### PROBLEM TO WORK ON
Reproduce the listing below without any change, from the line with "One point per instance of the woman in purple" up to and including the line with "pixel 402 360".

## start INPUT DATA

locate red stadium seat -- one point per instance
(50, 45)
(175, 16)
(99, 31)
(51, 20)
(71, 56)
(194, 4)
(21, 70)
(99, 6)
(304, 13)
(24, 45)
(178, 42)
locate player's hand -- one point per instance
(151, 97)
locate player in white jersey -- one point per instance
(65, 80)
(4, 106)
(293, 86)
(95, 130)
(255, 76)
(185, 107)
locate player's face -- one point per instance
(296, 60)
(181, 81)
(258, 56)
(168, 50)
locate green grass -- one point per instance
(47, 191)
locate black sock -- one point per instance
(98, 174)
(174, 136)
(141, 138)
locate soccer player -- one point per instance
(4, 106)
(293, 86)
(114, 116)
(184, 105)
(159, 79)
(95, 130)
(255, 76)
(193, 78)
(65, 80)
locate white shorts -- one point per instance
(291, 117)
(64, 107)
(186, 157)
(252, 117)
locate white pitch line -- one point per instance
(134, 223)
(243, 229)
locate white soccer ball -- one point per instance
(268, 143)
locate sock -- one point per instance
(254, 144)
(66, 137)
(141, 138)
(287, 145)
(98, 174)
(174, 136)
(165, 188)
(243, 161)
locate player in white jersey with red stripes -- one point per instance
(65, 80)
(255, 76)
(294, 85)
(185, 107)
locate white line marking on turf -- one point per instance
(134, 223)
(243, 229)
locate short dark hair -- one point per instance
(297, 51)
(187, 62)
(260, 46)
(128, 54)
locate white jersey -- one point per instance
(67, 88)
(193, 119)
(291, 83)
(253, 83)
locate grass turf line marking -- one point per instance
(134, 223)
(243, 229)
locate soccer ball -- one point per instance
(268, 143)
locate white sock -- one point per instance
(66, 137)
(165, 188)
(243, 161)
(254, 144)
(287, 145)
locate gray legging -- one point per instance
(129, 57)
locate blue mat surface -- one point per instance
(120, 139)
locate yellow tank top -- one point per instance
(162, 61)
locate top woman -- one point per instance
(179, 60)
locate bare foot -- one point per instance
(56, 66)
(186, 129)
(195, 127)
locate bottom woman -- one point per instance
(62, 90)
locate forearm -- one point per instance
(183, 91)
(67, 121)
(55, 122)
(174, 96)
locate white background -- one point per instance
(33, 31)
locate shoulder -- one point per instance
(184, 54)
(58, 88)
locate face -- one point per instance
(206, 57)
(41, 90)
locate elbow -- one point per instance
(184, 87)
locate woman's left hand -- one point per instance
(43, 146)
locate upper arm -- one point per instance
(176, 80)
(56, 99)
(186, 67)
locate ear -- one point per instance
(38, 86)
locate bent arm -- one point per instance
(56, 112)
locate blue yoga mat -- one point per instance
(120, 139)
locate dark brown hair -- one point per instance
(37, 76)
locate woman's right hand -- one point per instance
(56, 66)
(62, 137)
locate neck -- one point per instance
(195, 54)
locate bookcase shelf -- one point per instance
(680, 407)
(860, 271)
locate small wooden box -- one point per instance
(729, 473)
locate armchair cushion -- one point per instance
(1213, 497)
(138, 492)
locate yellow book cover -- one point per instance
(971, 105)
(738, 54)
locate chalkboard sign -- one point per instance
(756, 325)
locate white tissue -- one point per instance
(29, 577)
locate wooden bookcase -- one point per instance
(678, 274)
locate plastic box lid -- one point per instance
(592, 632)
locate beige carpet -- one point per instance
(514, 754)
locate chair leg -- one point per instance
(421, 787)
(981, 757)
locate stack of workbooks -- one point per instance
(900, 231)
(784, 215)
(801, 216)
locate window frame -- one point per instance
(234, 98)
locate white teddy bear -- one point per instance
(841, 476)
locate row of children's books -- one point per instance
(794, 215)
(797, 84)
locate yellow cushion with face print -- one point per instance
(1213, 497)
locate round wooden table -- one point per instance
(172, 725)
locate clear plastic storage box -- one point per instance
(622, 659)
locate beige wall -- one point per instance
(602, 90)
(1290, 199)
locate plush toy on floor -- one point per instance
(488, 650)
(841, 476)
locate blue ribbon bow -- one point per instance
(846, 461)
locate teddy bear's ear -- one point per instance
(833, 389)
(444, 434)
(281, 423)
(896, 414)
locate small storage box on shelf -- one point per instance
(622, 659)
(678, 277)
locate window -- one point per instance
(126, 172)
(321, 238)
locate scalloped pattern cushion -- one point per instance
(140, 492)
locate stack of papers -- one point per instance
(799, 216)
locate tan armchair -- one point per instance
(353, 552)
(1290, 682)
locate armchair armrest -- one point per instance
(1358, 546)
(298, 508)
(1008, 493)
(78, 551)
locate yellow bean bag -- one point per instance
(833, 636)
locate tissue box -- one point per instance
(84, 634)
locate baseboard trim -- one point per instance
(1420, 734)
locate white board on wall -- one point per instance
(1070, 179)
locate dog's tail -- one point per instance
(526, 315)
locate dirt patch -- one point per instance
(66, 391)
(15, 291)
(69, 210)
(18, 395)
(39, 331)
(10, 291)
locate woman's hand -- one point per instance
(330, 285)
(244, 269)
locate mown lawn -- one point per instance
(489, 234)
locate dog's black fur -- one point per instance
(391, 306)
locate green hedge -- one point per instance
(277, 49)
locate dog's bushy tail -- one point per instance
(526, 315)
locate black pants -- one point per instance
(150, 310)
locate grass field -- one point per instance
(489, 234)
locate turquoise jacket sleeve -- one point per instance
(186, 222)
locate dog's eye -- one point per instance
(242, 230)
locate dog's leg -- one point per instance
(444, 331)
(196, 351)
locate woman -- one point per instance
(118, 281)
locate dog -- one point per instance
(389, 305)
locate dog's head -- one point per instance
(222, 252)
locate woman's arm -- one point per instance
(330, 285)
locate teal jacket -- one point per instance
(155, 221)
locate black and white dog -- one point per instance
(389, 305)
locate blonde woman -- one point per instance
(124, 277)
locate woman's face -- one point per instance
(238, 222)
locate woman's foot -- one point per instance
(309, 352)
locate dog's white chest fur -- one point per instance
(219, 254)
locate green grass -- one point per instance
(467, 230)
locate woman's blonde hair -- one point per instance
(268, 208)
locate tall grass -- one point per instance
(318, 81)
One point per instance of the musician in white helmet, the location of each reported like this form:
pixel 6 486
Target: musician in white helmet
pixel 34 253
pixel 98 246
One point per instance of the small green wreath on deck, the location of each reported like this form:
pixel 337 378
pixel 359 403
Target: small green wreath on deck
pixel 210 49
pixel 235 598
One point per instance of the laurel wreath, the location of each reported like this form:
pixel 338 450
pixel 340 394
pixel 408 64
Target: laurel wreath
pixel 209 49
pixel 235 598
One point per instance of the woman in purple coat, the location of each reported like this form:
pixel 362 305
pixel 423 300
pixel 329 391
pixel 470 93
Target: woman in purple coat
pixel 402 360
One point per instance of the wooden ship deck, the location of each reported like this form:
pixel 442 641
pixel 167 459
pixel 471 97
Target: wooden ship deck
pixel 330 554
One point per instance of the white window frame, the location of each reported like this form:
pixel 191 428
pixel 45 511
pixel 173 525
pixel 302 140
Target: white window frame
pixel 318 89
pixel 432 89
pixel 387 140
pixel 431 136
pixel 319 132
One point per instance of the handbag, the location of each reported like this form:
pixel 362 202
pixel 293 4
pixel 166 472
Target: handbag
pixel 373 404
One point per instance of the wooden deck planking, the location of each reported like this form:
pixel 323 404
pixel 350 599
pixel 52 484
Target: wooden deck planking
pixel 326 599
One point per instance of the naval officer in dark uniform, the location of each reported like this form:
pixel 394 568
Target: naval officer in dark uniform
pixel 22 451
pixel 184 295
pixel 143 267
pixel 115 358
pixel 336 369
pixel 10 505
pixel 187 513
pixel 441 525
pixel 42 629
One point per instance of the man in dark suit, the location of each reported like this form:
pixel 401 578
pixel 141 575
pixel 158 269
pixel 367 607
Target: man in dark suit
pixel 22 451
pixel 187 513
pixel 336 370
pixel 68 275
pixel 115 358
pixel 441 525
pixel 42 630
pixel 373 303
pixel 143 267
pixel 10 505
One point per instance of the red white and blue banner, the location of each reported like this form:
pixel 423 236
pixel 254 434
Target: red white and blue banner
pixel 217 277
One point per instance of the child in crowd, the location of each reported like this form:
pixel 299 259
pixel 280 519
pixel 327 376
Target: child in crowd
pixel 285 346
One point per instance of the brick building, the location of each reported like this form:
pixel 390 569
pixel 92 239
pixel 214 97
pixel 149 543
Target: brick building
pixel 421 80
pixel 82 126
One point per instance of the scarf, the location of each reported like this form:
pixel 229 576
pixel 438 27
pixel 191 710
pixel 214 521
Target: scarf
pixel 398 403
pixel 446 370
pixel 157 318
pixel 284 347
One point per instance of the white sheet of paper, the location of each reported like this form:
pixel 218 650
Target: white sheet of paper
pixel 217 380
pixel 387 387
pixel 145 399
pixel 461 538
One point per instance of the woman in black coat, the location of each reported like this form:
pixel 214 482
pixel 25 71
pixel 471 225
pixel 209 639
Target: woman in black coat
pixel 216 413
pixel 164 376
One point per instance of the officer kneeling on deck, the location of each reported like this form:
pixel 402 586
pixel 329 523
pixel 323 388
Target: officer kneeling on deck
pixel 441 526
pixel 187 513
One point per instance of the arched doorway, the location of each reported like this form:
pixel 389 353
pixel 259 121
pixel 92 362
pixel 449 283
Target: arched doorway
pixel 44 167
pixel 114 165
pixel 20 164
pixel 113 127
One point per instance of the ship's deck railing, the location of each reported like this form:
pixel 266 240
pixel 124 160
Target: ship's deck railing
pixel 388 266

## end INPUT DATA

### IN RESPONSE
One point per instance of the woman in purple coat, the location of each reported like this form:
pixel 362 305
pixel 423 300
pixel 329 391
pixel 470 93
Target: woman in purple coat
pixel 402 360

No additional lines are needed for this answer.